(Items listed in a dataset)
----------

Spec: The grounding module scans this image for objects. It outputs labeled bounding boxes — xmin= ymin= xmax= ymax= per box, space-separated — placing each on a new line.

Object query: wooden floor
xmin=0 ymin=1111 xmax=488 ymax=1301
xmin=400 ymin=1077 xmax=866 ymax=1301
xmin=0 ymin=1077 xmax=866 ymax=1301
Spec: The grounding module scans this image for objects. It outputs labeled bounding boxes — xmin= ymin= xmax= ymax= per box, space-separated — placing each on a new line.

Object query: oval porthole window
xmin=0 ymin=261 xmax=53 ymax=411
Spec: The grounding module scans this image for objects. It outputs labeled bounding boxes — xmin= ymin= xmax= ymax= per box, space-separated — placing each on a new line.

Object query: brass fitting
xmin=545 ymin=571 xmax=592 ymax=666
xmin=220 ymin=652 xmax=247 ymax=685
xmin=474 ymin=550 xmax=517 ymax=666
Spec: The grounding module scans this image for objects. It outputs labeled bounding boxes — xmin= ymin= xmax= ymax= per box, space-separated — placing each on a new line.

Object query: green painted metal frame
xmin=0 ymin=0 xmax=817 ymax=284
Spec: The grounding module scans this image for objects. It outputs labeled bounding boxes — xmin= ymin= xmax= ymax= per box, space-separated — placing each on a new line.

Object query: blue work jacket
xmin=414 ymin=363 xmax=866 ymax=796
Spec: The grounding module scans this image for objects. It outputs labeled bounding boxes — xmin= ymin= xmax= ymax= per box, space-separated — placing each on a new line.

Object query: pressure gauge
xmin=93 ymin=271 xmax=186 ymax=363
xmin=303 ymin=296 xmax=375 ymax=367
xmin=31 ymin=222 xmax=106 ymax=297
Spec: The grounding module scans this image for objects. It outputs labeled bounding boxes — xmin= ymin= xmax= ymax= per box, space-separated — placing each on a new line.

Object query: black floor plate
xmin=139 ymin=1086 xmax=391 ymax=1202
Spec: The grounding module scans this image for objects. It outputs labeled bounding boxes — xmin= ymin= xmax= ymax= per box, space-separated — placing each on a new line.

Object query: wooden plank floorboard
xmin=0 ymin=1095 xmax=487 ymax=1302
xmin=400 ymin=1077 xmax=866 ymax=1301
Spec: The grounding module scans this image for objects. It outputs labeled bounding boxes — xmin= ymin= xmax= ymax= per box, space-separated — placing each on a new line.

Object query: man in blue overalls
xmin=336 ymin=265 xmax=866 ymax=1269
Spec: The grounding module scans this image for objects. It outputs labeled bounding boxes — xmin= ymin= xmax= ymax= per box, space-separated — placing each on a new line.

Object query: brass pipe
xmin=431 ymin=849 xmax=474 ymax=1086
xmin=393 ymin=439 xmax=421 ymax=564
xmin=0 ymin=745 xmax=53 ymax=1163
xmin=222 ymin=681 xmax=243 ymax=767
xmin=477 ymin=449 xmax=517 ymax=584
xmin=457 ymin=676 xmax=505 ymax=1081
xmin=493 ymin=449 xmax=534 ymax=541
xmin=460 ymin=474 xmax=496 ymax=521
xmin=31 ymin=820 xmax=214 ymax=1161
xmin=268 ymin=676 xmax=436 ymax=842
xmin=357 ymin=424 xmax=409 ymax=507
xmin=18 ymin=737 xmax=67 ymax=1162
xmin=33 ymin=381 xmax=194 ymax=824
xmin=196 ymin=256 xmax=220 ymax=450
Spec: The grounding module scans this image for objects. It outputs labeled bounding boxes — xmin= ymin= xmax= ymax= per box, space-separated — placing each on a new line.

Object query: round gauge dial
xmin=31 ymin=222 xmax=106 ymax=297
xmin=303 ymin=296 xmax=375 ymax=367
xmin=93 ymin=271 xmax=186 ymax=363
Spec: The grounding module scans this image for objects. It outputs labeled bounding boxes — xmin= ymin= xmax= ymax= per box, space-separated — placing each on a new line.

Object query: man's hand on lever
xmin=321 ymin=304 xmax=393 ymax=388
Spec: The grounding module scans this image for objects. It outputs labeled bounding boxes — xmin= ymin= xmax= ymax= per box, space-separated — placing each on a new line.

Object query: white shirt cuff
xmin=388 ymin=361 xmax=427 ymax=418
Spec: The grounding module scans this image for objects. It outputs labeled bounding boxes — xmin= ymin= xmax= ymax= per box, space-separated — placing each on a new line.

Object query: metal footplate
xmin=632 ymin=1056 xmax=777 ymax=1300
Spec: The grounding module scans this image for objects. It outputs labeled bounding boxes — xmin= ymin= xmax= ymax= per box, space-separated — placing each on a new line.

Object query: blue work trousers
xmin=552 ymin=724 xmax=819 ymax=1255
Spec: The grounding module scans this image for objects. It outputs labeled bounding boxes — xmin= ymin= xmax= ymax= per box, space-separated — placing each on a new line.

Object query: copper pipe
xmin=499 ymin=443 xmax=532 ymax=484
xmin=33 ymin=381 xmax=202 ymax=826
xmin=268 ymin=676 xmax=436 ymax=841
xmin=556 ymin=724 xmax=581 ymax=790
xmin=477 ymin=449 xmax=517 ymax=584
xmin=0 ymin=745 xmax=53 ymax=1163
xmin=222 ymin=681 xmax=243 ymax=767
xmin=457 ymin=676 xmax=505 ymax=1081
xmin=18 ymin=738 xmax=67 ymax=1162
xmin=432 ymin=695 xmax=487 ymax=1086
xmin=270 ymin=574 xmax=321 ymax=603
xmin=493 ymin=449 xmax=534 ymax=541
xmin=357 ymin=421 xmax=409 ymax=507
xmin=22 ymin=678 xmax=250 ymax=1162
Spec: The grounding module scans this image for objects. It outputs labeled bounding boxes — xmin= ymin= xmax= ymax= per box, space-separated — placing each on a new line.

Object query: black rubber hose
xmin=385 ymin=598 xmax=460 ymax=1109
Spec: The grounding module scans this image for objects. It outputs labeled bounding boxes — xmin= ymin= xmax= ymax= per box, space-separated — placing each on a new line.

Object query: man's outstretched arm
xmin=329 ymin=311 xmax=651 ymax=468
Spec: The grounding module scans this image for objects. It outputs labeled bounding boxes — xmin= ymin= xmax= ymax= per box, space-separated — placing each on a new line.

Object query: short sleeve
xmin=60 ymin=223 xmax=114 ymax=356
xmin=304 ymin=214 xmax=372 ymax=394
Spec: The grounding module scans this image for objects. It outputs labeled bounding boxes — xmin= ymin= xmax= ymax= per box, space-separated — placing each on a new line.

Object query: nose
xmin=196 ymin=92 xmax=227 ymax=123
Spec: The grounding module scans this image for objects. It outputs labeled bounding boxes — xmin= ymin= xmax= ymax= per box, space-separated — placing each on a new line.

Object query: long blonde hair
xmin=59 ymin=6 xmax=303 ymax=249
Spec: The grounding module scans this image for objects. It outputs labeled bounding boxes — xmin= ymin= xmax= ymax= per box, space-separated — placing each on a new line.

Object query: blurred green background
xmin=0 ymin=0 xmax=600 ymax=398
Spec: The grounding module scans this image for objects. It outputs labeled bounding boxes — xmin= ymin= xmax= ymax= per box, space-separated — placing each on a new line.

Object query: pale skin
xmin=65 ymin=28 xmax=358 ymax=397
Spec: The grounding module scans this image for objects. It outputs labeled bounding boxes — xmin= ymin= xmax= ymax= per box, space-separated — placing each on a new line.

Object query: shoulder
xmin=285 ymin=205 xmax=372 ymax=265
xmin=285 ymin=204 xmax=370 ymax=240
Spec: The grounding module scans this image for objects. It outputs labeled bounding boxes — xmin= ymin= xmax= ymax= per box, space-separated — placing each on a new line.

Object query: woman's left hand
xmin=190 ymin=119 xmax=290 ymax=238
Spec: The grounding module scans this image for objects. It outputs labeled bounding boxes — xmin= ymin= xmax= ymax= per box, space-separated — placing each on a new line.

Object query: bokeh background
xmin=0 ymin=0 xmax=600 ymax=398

----------

Turn the items above into a two-column CSV with the header text,answer, giving one row per item. Put each item's text and its answer in their own quoted field, with every line break replaced by a space.

text,answer
"Spec: The grounding module scans this image for objects. It outputs labeled bounding boxes — xmin= ymin= xmax= ymax= per box, space-separated — placing each on a new line. Object query: wooden floor","xmin=0 ymin=1111 xmax=488 ymax=1301 xmin=400 ymin=1077 xmax=866 ymax=1301 xmin=0 ymin=1077 xmax=866 ymax=1301"
"Spec: The grounding module scans this image for objects. It outputs labeled bounding boxes — xmin= ymin= xmax= ymax= per box, space-separated — placing each on a new line. Object query: oval porthole window","xmin=0 ymin=261 xmax=53 ymax=411"
"Spec: The grounding module scans this image for objects. It outputs labeled bounding boxes — xmin= ymin= xmax= ymax= per box, space-separated — placing each on a new line. Object query: brass fitting","xmin=545 ymin=571 xmax=592 ymax=666 xmin=220 ymin=652 xmax=247 ymax=685 xmin=474 ymin=550 xmax=517 ymax=666"
"Spec: The grounding module scans this image for objects. It outputs labeled bounding boxes — xmin= ymin= xmax= ymax= per box, space-separated — placing each on a new line. Object query: green painted metal frame","xmin=0 ymin=0 xmax=817 ymax=284"
"Spec: The grounding module scans this image for objects. It outputs labeled bounding boxes — xmin= ymin= xmax= ymax= per box, space-separated — placing each on a new line. Object query: blue work jacket","xmin=414 ymin=363 xmax=866 ymax=796"
"Spec: The grounding module scans this image for objects. It outputs labeled bounding boxes — xmin= ymin= xmax= ymax= per box, space-separated — placing each on a new line. Object query: pressure gauge","xmin=93 ymin=271 xmax=186 ymax=363 xmin=303 ymin=296 xmax=375 ymax=367 xmin=31 ymin=222 xmax=106 ymax=297"
"Spec: The grounding module scans this image for objects. It outputs labeled bounding boxes — xmin= ymin= xmax= ymax= per box, space-separated — placing each on a new line. Object query: black floor plate","xmin=139 ymin=1086 xmax=391 ymax=1202"
"Spec: The grounding module scans this image for objects. It outputs labeled bounding boxes — xmin= ymin= xmax= ymax= per box, space-separated — placing each on a new line. Object query: wooden plank floorboard","xmin=0 ymin=1095 xmax=487 ymax=1302 xmin=400 ymin=1077 xmax=866 ymax=1301"
"Spec: The grounding module scans this image for objects. It outputs labeled bounding boxes — xmin= ymin= xmax= ymax= per box, space-separated — placing each on a new line. Object query: man in blue overalls","xmin=336 ymin=265 xmax=866 ymax=1269"
"Spec: The grounding module scans this image for objects. It outputs labeled bounding boxes — xmin= ymin= xmax= ymax= per box, space-separated — placing each on a new line. Object query: brass pipe","xmin=431 ymin=849 xmax=474 ymax=1086 xmin=393 ymin=439 xmax=421 ymax=564 xmin=0 ymin=745 xmax=53 ymax=1163 xmin=222 ymin=681 xmax=243 ymax=767 xmin=477 ymin=449 xmax=517 ymax=584 xmin=457 ymin=676 xmax=505 ymax=1081 xmin=493 ymin=449 xmax=534 ymax=541 xmin=460 ymin=474 xmax=496 ymax=521 xmin=31 ymin=820 xmax=214 ymax=1161 xmin=268 ymin=676 xmax=436 ymax=842 xmin=357 ymin=424 xmax=409 ymax=507 xmin=18 ymin=737 xmax=67 ymax=1162 xmin=33 ymin=381 xmax=194 ymax=824 xmin=196 ymin=256 xmax=220 ymax=450"
"Spec: The grounding module scans this image for objects. It outputs labeled bounding boxes — xmin= ymin= xmax= ymax= per box, space-separated — placing each on a new line. Object query: round gauge dial","xmin=31 ymin=222 xmax=106 ymax=297 xmin=303 ymin=296 xmax=375 ymax=367 xmin=93 ymin=271 xmax=186 ymax=363"
"Spec: The grounding module scans this image for objects. It outputs labeled bounding boxes — xmin= ymin= xmax= ymax= per box, space-separated — placing each on a new line. Object query: man's hand on lever","xmin=321 ymin=304 xmax=393 ymax=388"
"Spec: The grounding module scans this image for objects. It outputs labeled bounding boxes — xmin= ymin= xmax= ymax= per box, space-separated — placing each on a new line. Object query: white shirt cuff","xmin=388 ymin=361 xmax=427 ymax=418"
"Spec: The grounding module scans this image for objects. It outputs labeled bounding boxes — xmin= ymin= xmax= ymax= per box, space-separated — placing each on a new line. Object query: metal footplate","xmin=632 ymin=1056 xmax=777 ymax=1300"
"Spec: The grounding module scans this image for objects. It outputs labeled bounding boxes — xmin= ymin= xmax= ymax= per box, space-separated — placing each on a new line. Object query: blue work trousers","xmin=552 ymin=724 xmax=819 ymax=1255"
"Spec: The grounding module scans this image for objects. It outputs labeled bounding boxes — xmin= ymin= xmax= ymax= per box, space-separated — placing each on a new line. Object query: copper pipe","xmin=499 ymin=443 xmax=532 ymax=484 xmin=33 ymin=381 xmax=202 ymax=826 xmin=268 ymin=676 xmax=436 ymax=841 xmin=556 ymin=724 xmax=581 ymax=790 xmin=477 ymin=449 xmax=517 ymax=584 xmin=0 ymin=745 xmax=53 ymax=1163 xmin=222 ymin=681 xmax=243 ymax=767 xmin=457 ymin=676 xmax=505 ymax=1081 xmin=18 ymin=738 xmax=67 ymax=1162 xmin=432 ymin=695 xmax=487 ymax=1086 xmin=270 ymin=574 xmax=321 ymax=603 xmin=493 ymin=449 xmax=534 ymax=541 xmin=357 ymin=421 xmax=409 ymax=507 xmin=22 ymin=678 xmax=250 ymax=1162"
"Spec: The grounding module scans this image for objects. It outputs labeled bounding boxes — xmin= ymin= xmax= ymax= per box, space-separated — placing each on a new line. Object query: black rubber hose","xmin=385 ymin=598 xmax=460 ymax=1109"
"Spec: The grounding module scans this image for objects. It outputs labeled bounding boxes — xmin= ymin= xmax= ymax= per box, space-separated — placing each on a new line. Object query: man's outstretched arm","xmin=329 ymin=311 xmax=651 ymax=468"
"Spec: The grounding module scans this image for objects. It outputs labeled bounding boxes — xmin= ymin= xmax= ymax= per box, space-separated — placing each on a new line. Object query: short sleeve","xmin=60 ymin=223 xmax=114 ymax=356 xmin=304 ymin=214 xmax=372 ymax=394"
"Spec: The grounding module scans this image for objects. It outputs labeled bounding boxes — xmin= ymin= xmax= ymax= per box, space-separated — placing each on a new line. Object query: nose","xmin=196 ymin=92 xmax=227 ymax=123"
"Spec: The grounding module scans this image for objects. It outputs labeled bounding boxes — xmin= ymin= xmax= ymax= per box, space-separated — placing each on a new line. Object query: long blonde hair","xmin=59 ymin=6 xmax=303 ymax=249"
"Spec: The grounding module scans this image for objects. It outputs labeled bounding boxes — xmin= ymin= xmax= ymax= per box, space-separated — placing each on a new line. Object query: blurred green background","xmin=0 ymin=0 xmax=600 ymax=398"
"Spec: The grounding module scans this image for objects. It outputs labeled bounding boxes — xmin= ymin= xmax= ymax= per box, space-separated — placing each on a new line. Object query: pale skin","xmin=65 ymin=28 xmax=358 ymax=397"
"Spec: The grounding module scans this image for objects. It outputs labeled bounding boxes — xmin= ymin= xmax= ymax= per box, space-separated — placing each on a new line. Object query: shoulder","xmin=285 ymin=205 xmax=372 ymax=265 xmin=285 ymin=204 xmax=370 ymax=240"
"Spec: The grounding module scans this image for objects. It outputs labeled bounding boxes — xmin= ymin= xmax= ymax= per box, space-separated — placing each on a new line. Object query: woman's left hand","xmin=190 ymin=119 xmax=290 ymax=238"
"Spec: The grounding module scans this image for objects. It outputs labeled bounding boxes — xmin= ymin= xmax= ymax= per box, space-separated — placing each on a new line. Object query: bokeh background","xmin=0 ymin=0 xmax=600 ymax=398"